● **REQUIREMENT**: Number of lines with "blue" in the data: give that figure by itself.

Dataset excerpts
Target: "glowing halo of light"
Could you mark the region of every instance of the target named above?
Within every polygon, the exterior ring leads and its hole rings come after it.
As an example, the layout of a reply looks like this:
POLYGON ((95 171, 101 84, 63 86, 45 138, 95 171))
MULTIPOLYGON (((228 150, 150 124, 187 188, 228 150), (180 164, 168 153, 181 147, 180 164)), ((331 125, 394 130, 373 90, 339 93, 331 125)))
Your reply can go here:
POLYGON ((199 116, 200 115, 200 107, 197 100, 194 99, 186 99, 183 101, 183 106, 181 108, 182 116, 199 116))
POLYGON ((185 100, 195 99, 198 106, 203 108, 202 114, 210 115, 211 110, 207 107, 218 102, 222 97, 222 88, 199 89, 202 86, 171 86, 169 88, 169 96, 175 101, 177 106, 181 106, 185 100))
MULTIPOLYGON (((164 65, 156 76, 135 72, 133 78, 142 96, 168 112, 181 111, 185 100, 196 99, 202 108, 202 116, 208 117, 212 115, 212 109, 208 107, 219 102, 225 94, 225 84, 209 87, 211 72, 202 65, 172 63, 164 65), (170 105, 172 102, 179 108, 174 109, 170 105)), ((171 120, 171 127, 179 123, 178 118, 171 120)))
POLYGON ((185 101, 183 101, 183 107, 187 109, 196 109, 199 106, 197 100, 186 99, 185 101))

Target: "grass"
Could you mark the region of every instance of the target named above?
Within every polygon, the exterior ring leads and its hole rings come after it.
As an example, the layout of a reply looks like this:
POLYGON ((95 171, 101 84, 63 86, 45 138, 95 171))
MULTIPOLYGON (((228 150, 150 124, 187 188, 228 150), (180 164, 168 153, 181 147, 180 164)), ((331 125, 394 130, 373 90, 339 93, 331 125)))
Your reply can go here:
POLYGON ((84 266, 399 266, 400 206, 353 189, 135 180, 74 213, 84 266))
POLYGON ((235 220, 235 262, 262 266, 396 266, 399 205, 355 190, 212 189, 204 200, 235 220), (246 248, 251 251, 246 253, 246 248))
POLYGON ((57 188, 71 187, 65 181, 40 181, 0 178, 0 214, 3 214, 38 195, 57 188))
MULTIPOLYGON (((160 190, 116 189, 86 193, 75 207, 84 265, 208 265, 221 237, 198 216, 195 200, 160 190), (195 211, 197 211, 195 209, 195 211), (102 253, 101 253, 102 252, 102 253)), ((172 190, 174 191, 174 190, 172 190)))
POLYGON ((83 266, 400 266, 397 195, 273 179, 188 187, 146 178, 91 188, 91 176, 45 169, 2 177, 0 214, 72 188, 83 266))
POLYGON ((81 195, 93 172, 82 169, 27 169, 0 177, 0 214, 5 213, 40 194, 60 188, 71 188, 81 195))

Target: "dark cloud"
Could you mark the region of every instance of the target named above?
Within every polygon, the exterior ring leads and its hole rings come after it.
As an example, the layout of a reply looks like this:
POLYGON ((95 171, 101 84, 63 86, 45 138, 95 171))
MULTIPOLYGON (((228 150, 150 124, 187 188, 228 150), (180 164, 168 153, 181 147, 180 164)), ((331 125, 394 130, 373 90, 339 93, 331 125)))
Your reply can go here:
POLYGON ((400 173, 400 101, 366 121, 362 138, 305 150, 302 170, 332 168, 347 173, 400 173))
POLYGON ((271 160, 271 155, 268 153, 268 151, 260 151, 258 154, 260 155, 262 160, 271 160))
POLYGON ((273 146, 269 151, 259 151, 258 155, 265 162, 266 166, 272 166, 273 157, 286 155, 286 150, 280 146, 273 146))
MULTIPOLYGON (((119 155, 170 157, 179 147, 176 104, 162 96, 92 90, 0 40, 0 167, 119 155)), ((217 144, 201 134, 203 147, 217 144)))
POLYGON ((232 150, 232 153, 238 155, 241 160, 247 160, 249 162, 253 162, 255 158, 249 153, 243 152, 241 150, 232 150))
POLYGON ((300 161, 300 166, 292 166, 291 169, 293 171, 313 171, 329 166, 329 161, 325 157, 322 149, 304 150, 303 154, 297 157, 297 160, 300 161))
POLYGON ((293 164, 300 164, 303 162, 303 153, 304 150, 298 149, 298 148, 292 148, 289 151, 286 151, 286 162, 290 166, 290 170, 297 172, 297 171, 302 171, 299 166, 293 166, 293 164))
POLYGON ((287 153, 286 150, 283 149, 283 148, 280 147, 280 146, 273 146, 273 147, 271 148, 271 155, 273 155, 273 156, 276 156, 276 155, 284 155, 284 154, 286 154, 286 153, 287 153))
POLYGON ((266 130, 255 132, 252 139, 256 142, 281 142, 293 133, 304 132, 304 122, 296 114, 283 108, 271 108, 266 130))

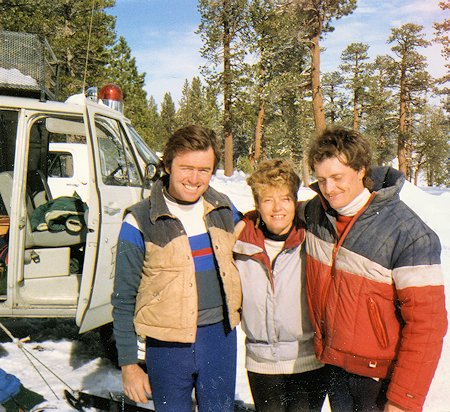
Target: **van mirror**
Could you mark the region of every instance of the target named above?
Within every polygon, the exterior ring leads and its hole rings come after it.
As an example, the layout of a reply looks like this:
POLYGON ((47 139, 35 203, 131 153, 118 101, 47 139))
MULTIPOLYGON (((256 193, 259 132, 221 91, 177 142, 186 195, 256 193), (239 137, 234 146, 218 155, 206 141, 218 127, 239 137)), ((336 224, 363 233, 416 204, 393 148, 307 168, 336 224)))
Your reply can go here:
POLYGON ((158 168, 154 163, 148 163, 145 166, 145 176, 144 176, 144 185, 146 188, 150 189, 152 187, 153 182, 157 179, 158 168))

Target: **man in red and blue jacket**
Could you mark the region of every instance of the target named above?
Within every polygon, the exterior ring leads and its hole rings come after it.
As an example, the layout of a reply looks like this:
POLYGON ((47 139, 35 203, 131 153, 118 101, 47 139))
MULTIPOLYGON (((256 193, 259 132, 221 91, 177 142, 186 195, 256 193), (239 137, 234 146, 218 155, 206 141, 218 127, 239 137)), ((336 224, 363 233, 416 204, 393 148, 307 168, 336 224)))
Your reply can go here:
POLYGON ((334 411, 421 411, 447 330, 440 242, 399 198, 404 176, 371 170, 368 141, 327 129, 310 148, 318 196, 307 294, 334 411))

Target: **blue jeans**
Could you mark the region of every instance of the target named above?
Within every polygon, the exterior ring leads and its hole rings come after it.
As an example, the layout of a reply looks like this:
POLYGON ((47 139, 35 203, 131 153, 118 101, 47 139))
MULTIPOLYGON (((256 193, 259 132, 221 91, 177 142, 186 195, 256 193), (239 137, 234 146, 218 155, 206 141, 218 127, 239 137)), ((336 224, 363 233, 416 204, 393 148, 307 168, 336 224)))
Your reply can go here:
POLYGON ((389 381, 349 373, 337 366, 328 366, 329 392, 333 412, 383 411, 387 402, 389 381))
POLYGON ((233 411, 236 329, 222 322, 197 328, 195 343, 147 338, 146 364, 157 412, 191 412, 195 389, 199 412, 233 411))

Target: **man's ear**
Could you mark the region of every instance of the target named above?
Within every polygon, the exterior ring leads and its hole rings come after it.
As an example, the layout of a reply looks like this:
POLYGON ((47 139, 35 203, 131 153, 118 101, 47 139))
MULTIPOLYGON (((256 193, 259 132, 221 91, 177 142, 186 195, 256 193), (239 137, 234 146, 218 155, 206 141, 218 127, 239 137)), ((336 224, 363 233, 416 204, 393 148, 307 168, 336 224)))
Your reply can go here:
POLYGON ((362 168, 358 171, 358 177, 359 177, 359 180, 363 180, 365 175, 366 175, 366 168, 365 168, 365 167, 362 167, 362 168))

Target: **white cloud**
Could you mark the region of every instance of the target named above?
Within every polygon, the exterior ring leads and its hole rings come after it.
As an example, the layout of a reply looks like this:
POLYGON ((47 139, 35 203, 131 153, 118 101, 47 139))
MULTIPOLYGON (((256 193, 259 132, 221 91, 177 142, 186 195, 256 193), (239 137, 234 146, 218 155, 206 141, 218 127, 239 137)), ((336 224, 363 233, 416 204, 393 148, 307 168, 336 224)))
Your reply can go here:
POLYGON ((200 66, 204 64, 199 52, 201 39, 194 29, 165 33, 150 30, 145 37, 149 40, 147 44, 133 51, 139 71, 146 73, 145 89, 158 105, 167 92, 176 103, 184 81, 200 76, 200 66))
MULTIPOLYGON (((405 23, 424 26, 427 40, 434 37, 433 23, 444 20, 444 12, 439 8, 439 0, 360 0, 358 8, 349 16, 334 22, 336 30, 327 34, 322 42, 326 48, 322 55, 322 70, 336 70, 340 64, 342 51, 350 44, 362 42, 370 45, 371 59, 381 54, 391 54, 392 45, 387 44, 391 29, 405 23)), ((432 46, 420 50, 427 57, 429 72, 434 77, 446 73, 445 60, 441 56, 440 46, 432 46)))

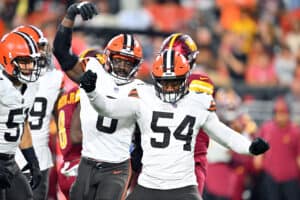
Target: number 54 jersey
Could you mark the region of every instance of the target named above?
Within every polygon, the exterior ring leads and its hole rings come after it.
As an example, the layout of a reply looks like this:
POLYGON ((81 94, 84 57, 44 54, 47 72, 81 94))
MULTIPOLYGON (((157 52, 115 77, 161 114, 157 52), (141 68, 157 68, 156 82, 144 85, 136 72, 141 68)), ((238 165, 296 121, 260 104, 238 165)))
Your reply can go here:
MULTIPOLYGON (((91 69, 97 73, 96 90, 111 99, 127 97, 137 85, 143 84, 140 80, 134 80, 128 84, 117 85, 112 76, 94 58, 89 58, 86 67, 87 70, 91 69)), ((82 89, 80 90, 80 105, 83 132, 81 155, 112 163, 129 159, 129 147, 135 129, 135 120, 131 118, 115 119, 99 115, 82 89)))
POLYGON ((138 183, 155 189, 197 185, 195 138, 213 109, 212 96, 190 93, 170 104, 159 99, 153 87, 139 88, 138 94, 141 101, 136 115, 143 148, 138 183))

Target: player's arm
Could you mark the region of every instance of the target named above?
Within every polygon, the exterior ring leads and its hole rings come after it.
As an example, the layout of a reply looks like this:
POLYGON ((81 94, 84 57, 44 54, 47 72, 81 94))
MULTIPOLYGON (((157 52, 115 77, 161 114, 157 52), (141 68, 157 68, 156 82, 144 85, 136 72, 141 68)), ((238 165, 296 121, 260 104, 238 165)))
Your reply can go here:
POLYGON ((29 122, 27 120, 24 124, 24 132, 22 134, 19 147, 25 160, 27 161, 27 165, 22 169, 22 171, 25 171, 27 169, 30 170, 30 173, 32 175, 30 186, 32 187, 32 189, 35 189, 40 184, 42 175, 40 172, 39 161, 32 146, 31 131, 29 122))
POLYGON ((84 71, 78 56, 71 51, 72 29, 75 17, 78 14, 81 15, 83 20, 88 20, 97 14, 97 10, 93 3, 86 1, 72 4, 58 26, 53 42, 53 54, 61 65, 62 70, 77 83, 79 83, 79 78, 84 71))
POLYGON ((269 149, 261 138, 250 141, 242 134, 222 123, 215 112, 211 112, 204 124, 205 132, 216 142, 240 154, 258 155, 269 149))
POLYGON ((77 104, 77 107, 73 112, 70 133, 71 133, 72 144, 80 144, 82 142, 82 131, 81 131, 81 123, 80 123, 80 103, 77 104))
POLYGON ((137 98, 111 99, 98 93, 96 89, 97 74, 88 70, 80 79, 80 87, 85 90, 93 108, 110 118, 135 117, 139 109, 137 98))

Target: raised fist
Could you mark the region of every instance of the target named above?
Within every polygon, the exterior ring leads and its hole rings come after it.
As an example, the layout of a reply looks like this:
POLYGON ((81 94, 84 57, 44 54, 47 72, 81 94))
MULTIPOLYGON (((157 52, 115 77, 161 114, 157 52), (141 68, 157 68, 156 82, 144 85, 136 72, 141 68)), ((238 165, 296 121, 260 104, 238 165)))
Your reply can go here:
POLYGON ((94 15, 97 15, 96 6, 87 1, 72 4, 68 10, 66 17, 74 21, 76 15, 80 14, 83 20, 92 19, 94 15))
POLYGON ((261 138, 256 138, 252 141, 249 147, 249 151, 253 155, 259 155, 266 152, 269 148, 270 146, 265 140, 261 138))
POLYGON ((97 74, 91 70, 86 71, 80 78, 80 87, 87 93, 92 92, 96 88, 97 74))

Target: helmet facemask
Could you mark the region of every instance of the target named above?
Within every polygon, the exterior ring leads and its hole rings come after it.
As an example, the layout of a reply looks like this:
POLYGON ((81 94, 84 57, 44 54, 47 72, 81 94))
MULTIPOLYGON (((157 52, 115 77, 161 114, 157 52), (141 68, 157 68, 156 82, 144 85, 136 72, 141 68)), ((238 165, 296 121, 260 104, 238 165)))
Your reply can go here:
POLYGON ((154 78, 154 80, 156 95, 164 102, 176 103, 188 92, 186 77, 164 80, 154 78))
POLYGON ((14 65, 13 76, 22 83, 30 83, 38 80, 41 68, 37 65, 39 56, 19 56, 12 60, 14 65))
POLYGON ((110 52, 107 57, 109 73, 117 84, 126 84, 133 81, 140 66, 141 59, 119 52, 110 52))
POLYGON ((37 43, 40 56, 37 59, 37 65, 41 68, 41 75, 45 74, 47 71, 51 71, 52 65, 52 53, 51 48, 46 38, 40 38, 37 43))

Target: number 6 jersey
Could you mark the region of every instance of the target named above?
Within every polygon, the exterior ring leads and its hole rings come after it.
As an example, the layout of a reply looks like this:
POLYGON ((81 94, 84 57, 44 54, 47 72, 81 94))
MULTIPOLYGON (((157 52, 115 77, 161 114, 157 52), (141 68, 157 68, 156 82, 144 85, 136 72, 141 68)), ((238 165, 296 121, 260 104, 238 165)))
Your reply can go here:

● **RESULT FOR THIS EXERCISE**: 2